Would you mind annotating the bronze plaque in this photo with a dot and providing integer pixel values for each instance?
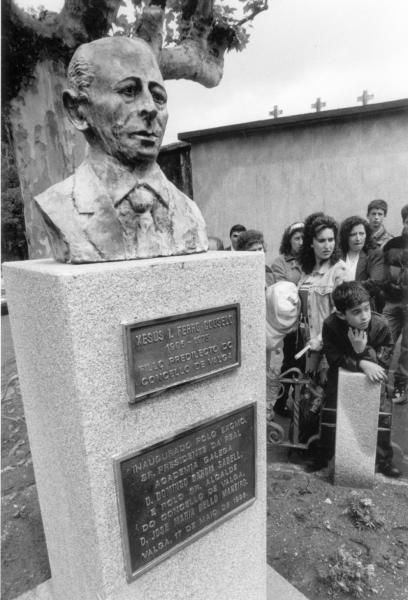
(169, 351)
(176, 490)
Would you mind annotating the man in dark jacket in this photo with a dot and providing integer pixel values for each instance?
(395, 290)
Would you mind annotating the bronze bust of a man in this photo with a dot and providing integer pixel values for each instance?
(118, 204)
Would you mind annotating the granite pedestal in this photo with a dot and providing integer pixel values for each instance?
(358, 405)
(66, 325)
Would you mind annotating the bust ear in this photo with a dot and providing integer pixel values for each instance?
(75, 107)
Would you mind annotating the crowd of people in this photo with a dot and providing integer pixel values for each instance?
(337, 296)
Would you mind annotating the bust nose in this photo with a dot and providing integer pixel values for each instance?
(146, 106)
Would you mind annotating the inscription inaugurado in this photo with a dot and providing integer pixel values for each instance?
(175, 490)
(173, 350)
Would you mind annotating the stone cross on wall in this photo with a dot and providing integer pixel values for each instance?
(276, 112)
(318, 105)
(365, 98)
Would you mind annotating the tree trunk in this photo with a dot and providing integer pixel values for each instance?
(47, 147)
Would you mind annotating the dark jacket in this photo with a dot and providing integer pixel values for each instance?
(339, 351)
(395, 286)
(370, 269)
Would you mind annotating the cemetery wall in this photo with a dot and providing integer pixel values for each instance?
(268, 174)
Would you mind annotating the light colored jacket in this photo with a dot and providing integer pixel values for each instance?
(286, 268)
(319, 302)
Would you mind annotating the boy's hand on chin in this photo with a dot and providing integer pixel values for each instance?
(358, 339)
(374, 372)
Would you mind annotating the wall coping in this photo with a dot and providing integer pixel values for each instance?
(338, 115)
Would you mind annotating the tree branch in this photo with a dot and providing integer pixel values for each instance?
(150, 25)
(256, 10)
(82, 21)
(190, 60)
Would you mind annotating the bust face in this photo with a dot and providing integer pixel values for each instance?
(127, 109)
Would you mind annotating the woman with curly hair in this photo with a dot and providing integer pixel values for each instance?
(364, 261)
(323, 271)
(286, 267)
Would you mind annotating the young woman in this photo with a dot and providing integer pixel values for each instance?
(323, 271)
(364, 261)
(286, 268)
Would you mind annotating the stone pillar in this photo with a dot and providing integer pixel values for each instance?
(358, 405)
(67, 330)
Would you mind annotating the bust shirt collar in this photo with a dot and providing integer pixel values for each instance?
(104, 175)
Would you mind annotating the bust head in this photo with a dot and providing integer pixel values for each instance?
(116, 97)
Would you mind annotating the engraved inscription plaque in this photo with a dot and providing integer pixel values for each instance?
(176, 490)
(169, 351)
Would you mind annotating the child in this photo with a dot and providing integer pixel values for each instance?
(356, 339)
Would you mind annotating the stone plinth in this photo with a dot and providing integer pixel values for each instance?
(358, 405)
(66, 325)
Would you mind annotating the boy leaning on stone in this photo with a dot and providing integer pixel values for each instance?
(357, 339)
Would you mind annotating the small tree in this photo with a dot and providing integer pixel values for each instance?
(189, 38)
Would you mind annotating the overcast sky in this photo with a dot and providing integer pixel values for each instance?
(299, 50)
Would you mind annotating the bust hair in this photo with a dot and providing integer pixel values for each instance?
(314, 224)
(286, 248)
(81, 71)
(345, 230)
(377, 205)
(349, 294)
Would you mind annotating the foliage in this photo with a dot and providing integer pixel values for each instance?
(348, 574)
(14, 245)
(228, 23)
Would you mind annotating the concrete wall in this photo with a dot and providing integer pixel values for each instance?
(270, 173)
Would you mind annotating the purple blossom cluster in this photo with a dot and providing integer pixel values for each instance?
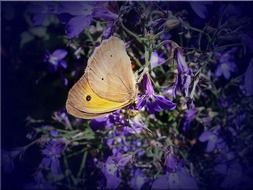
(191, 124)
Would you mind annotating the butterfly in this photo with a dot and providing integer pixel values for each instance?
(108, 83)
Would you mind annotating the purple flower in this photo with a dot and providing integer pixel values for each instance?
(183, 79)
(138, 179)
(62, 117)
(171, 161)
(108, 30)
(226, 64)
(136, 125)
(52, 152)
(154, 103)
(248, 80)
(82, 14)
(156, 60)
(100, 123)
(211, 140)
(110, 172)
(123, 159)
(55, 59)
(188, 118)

....................

Every line of the listing is to be repeated exactly, and the pictures are to be dropped.

Would you mind annotating the bronze plaque in this photo with a dot and providing integer pixel values for each instance?
(169, 351)
(176, 490)
Would you mind annotating the man in dark jacket in this photo with a dot and providing integer pixel values for each instance?
(395, 290)
Would you mind annotating the bronze bust of a man in this photo with a dot and providing integer pixel values for each instance?
(118, 204)
Would you mind annotating the granite pedestal in this photo with a dot and providing integer pixel values for each instance?
(358, 405)
(66, 325)
Would you mind annotating the bust ear in this photo with a dot and providing integer pixel values for each instance?
(75, 107)
Would you mind annotating the crowd of people in this photo with a dot and providing integer pixel values for each instance?
(337, 296)
Would you mind annotating the bust nose in this photo with a dot and providing integer pixel values for each instance?
(146, 106)
Would you mind annotating the inscription inaugurado in this photo with a dot and providing integer pixel values for each instance?
(175, 490)
(173, 350)
Would you mind annotating the stone cross on wall in this photo with a dot and providing integer pixel values for each instance?
(276, 112)
(318, 105)
(365, 98)
Would you mind annotating the tree trunk in this photo with a dot and providing integer pixel values for each instance?
(47, 147)
Would you mind annotating the dark jacket in this photo with a dot and providing integer pixel values for each instance?
(339, 351)
(395, 286)
(370, 269)
Would you mind annotating the cemetery wall in this photo with a dot and providing integer pixel values for each instance?
(268, 174)
Would you mind annotating the light colored jacket in this photo with a dot and providing integer pixel values for each instance?
(286, 268)
(319, 302)
Would you mind annotating the boy's hand on chin in this photo with a dot and providing integer pixel values for each instance?
(358, 339)
(374, 372)
Would you mind annotating the wall coping in this photo with a dot and providing integer pixel values for each instance?
(338, 115)
Would you mind annotating the tree branch in this photo with a dot and providing integer pixel values for each instance?
(150, 25)
(256, 10)
(82, 21)
(190, 60)
Would you mind annotating the bust face in this photo with a dot and providing integer pixel values for each instance?
(127, 109)
Would you mind annotating the woman with curly hair in this photo with a dot and providing integer pixel values for each instance?
(364, 261)
(323, 271)
(286, 267)
Would you mind annotating the young woman in this photo with a dot and providing integer pixel values for each instance?
(323, 271)
(364, 261)
(286, 268)
Would you mind annotating the stone pillar in this photo with a dot and providing integer pixel values for each instance?
(358, 405)
(67, 330)
Would you mind annotating the bust shirt collar in this photo with a dot and providing integer pixel values for each instance?
(104, 175)
Would you mind annotating the bust head in this photo with a dot and providing integer pixel values for each instance?
(116, 97)
Would you mind annotating the engraved inscription plaque in this photo with a dot and providing integer pixel values for each instance?
(176, 490)
(169, 351)
Would you mind annotating the child in this photo with a dot and providing integer pixel values for each instance?
(356, 339)
Would you mind annotating the stone plinth in this photo with a dot and providing integer pixel values for each instance?
(358, 405)
(66, 325)
Would you mind annotating the boy leaning on stone in this photo with a dot and providing integer pixel values for each instance?
(357, 339)
Would you mind annotating the small tree in this photo with a dot and providing integer pixel values for each instance?
(189, 38)
Would you mind annotating the overcast sky in this photo with a dot and providing integer pixel values for each instance?
(299, 50)
Would you mind annotating the bust hair in this photo with a dot and providing integer pixel values for each instance?
(314, 224)
(286, 248)
(81, 71)
(345, 230)
(377, 205)
(349, 294)
Would you mind annotating the foliage in this photo with a dot and providing integer pixel values for each instance?
(348, 574)
(14, 245)
(228, 23)
Would you mind annotating the concrete wall in this photo with a dot and providing integer pixel values for each instance?
(270, 173)
Would you mind annotating the purple blossom cluster in this photo with a dot and providing integer pixel values for each instance?
(191, 124)
Would you mind annotating the butterfly in this photo with a dot and providing integer pixel values for each instance?
(108, 83)
Would you mind annotating the purple flower in this photo with a dot and providing integer pixel values for each instance?
(183, 79)
(138, 179)
(62, 117)
(171, 161)
(108, 30)
(226, 64)
(136, 125)
(52, 152)
(154, 103)
(248, 80)
(82, 14)
(156, 60)
(100, 123)
(211, 140)
(110, 172)
(123, 159)
(55, 59)
(188, 118)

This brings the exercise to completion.